** START Extracted information **

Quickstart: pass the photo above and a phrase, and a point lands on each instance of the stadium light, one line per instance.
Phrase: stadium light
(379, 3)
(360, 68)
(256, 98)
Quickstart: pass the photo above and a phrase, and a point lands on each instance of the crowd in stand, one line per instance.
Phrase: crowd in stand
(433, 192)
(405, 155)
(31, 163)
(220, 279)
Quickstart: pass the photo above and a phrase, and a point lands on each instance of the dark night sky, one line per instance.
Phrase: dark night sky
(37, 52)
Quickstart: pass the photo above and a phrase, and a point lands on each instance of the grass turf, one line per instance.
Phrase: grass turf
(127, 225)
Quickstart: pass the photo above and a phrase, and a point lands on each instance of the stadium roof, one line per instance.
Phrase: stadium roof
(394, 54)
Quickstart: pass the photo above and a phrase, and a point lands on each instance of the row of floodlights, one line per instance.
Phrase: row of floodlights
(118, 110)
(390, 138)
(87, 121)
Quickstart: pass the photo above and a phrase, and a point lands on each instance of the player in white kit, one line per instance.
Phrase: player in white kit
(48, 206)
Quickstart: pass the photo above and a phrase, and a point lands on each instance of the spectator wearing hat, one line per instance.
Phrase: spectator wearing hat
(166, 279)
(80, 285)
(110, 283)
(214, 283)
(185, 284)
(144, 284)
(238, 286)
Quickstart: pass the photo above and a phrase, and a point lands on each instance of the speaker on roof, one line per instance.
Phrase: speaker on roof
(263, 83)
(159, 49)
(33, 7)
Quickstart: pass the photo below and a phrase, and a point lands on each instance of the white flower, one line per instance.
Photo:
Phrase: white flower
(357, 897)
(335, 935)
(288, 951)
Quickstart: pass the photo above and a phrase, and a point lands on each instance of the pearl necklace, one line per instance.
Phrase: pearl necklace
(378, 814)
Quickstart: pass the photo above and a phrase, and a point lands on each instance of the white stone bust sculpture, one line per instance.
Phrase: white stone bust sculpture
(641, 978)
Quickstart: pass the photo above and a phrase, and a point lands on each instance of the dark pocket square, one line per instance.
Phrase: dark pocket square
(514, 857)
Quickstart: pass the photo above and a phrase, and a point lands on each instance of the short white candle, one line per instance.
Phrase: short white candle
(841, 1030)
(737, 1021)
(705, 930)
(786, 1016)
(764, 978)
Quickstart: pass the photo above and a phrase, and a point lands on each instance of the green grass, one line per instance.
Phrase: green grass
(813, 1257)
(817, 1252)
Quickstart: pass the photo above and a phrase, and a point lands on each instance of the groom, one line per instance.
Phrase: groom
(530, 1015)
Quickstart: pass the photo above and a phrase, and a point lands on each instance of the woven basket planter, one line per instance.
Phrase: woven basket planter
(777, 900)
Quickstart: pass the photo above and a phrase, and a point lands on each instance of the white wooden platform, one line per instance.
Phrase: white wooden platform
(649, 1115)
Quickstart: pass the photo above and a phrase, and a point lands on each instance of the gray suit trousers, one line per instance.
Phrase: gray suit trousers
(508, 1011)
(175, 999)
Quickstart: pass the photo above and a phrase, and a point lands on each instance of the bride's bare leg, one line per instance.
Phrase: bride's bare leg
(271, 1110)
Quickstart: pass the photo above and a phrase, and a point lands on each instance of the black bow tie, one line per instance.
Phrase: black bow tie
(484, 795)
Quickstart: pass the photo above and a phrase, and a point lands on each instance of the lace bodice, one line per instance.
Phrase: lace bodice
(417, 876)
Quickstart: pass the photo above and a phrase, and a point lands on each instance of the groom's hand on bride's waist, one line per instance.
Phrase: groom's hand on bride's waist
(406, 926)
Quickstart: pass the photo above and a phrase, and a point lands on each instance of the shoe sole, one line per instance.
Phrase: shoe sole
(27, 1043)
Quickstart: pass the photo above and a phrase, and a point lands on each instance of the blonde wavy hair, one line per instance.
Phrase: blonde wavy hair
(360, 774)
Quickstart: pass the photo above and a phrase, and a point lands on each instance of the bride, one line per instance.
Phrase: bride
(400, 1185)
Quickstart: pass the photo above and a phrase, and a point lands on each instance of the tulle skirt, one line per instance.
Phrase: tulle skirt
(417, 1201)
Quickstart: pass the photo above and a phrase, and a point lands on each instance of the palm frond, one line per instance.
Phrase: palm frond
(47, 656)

** END Extracted information **

--- Written instruction ---
Each line must be given again exactly as written above.

--- Result of this exercise ---
Quickstart: pass the photo above and a phrase, and a point lands on each instance of the stadium light, one line per instance.
Phrase: stadium light
(379, 3)
(360, 68)
(256, 98)
Quickstart: pass the photo above and a phrase, and a point lands on each instance of the crowd in stand, one line per instance.
Phrase: crowd in stand
(433, 192)
(405, 155)
(31, 163)
(220, 279)
Quickstart: pass the photo above and a phrase, and a point lands on each instance of the dark night sky, one line per instance.
Phrase: dark night sky
(37, 52)
Quickstart: pass the photo above and a phrase, and a point lands on each instance of the grass turf, one line per instance.
Phrase: grass turf
(127, 225)
Quickstart: pass the photo above and a phrase, and a point lands on each instance of the stadium roof, one line per instance.
Phrase: stadium roof
(394, 54)
Quickstart: pass the photo above and a phrase, and a point lands on each instance of the row of floodlights, one line per instance.
Phrase: row of floodlights
(118, 110)
(390, 138)
(87, 121)
Quickstart: pass the photo above and a phrase, and a point lands on each instance of the player in white kit, one line per instance.
Phrase: player in white kit
(48, 206)
Quickstart: pass the photo above and a phrase, and a point lands on each instance of the spectator wearing hat, one line per instance.
Phrase: spectator wearing hat
(166, 279)
(80, 285)
(110, 283)
(214, 283)
(185, 284)
(144, 284)
(238, 286)
Quickstart: pass the photo above and a phrase, and a point lands on each instance of the speaker on roof, one line per instance.
Phrase: speaker on roof
(263, 83)
(159, 49)
(33, 7)
Quickstart: pass the photo below and a phrase, and a point lands on each instance of the white flower, one line per instance.
Photo:
Phrase: white flower
(357, 897)
(335, 935)
(288, 951)
Quickstart: pass the photo above and a phrase, and a point lands on each instance of the pearl necklace, one line per instance.
Phrase: pearl necklace
(378, 814)
Quickstart: pass the photo above and a phrase, and a point lands on each instance of the white stone bust sculpture, one line per instance.
Phrase: white stone bust sculpture
(641, 978)
Quickstart: pass the photo above and a phrase, and a point lands on each instance of the dark pocket square, one line per instance.
Phrase: dark pocket square
(514, 857)
Quickstart: pass the photo above and a phrase, and a point lands on each instance of the short white candle, one line per instance.
Phrase: short white candle
(841, 1030)
(737, 1021)
(705, 930)
(786, 1016)
(764, 978)
Quickstart: pass the photo above and a phrase, and a point lands on each instance of the green grass, one line per instance.
Phrase: green grass
(813, 1257)
(817, 1252)
Quickstart: pass the photo above and a phrase, and a point lands on each instance of the groom, one line per instance.
Phrase: groom
(530, 1015)
Quickstart: pass the photo above and a phrase, and a point lands on each instance of the woven basket planter, one line per instance.
Phrase: woven basket planter
(777, 900)
Quickstart: pass the photo above and a phrase, and a point lands on each instance of the white wooden platform, one line per instance.
Phrase: white wooden platform
(649, 1115)
Quickstart: pass the photo above and a phrase, and a point lands on each instance of the gray suit trousers, one line per instance.
Phrase: gray suit trousers
(508, 1011)
(175, 999)
Quickstart: pass the photo above and a phrase, and a point lands on each instance of the bride's bare leg, one line per instance.
Phrase: bride's bare leg
(271, 1110)
Quickstart: pass the photo above and a phrase, and a point lands on each instance of the black bow tie, one line per instance.
Phrase: black bow tie
(484, 795)
Quickstart: pass the photo above and a phrase, and a point lands on each instance of the lace bodice, one line per instance.
Phrase: lace bodice
(417, 876)
Quickstart: pass the photo above and a phrase, and a point lands on each instance of the groom's hand on bride's waist, one line per instance.
Phrase: groom's hand on bride's waist
(406, 926)
Quickstart: pass the photo above and a phrase, and a point lands on each instance of the shoe sole, one line per instance.
Phrase: shoe sole
(27, 1043)
Quickstart: pass the photo above and a phrase, and a point lands on each instance of the blonde wavy hair, one line per instance.
Phrase: blonde wavy hair
(360, 774)
Quickstart: pass the photo above and a phrase, and a point lands on each instance of the bride, one line per instance.
Phrase: bride
(400, 1185)
Quickstart: pass the photo above and a phrase, and a point lands on each instance of the tulle skirt, one line per instance.
Phrase: tulle skirt
(417, 1201)
Quickstart: pass the photo above and a phrase, and a point lands on each instance of the palm frond, one line per instance.
Phrase: palm frond
(47, 656)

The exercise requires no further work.